> _Task input_:
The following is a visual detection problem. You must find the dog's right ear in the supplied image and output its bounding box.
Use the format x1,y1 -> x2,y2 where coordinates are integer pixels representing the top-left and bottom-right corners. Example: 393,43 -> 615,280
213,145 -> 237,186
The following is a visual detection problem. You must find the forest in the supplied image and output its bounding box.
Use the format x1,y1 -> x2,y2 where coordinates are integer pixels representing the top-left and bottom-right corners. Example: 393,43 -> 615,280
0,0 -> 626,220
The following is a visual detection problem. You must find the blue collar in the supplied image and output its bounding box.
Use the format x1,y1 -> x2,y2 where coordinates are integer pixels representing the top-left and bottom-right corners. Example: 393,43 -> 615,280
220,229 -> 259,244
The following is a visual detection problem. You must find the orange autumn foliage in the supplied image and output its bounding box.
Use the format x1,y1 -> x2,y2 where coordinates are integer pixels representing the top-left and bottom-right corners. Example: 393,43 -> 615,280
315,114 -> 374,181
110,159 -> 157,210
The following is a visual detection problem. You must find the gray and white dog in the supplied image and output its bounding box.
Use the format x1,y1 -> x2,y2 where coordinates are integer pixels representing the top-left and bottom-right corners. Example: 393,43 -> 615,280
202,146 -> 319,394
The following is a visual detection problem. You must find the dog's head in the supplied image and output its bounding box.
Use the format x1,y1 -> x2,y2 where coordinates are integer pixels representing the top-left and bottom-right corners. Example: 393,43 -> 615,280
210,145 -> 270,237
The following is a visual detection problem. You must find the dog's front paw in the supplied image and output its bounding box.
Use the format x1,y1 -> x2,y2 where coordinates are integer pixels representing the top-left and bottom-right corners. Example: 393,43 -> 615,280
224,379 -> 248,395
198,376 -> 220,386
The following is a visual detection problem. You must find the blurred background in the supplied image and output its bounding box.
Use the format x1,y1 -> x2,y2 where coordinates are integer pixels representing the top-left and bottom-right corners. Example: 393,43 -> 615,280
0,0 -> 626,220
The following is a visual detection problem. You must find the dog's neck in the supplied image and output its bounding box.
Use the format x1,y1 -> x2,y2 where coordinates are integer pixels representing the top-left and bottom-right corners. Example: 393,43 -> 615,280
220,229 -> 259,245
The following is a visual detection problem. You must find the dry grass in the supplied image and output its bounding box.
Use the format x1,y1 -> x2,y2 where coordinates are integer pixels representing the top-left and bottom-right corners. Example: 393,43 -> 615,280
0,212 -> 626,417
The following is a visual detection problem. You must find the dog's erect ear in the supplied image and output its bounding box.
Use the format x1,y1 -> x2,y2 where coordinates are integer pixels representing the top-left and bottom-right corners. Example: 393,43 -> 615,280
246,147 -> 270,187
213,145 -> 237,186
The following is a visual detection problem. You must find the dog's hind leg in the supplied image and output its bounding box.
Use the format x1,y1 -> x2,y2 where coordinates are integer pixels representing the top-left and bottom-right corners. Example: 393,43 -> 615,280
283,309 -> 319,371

> _Aim_:
Give the lines of the records starting at the line that contains "the dog's hind" and ending with the last line of the records as a JSON list of strings, one string per line, with blank lines left out.

> _Response for this exercise_:
[
  "The following is a visual detection problem. You must find the dog's hind leg in the supplied image and output its bounding box.",
  "Use the format x1,y1 -> x2,y2 where coordinates are integer pixels representing the top-left and bottom-right corners. Example: 393,43 -> 615,280",
  "283,309 -> 319,371"
]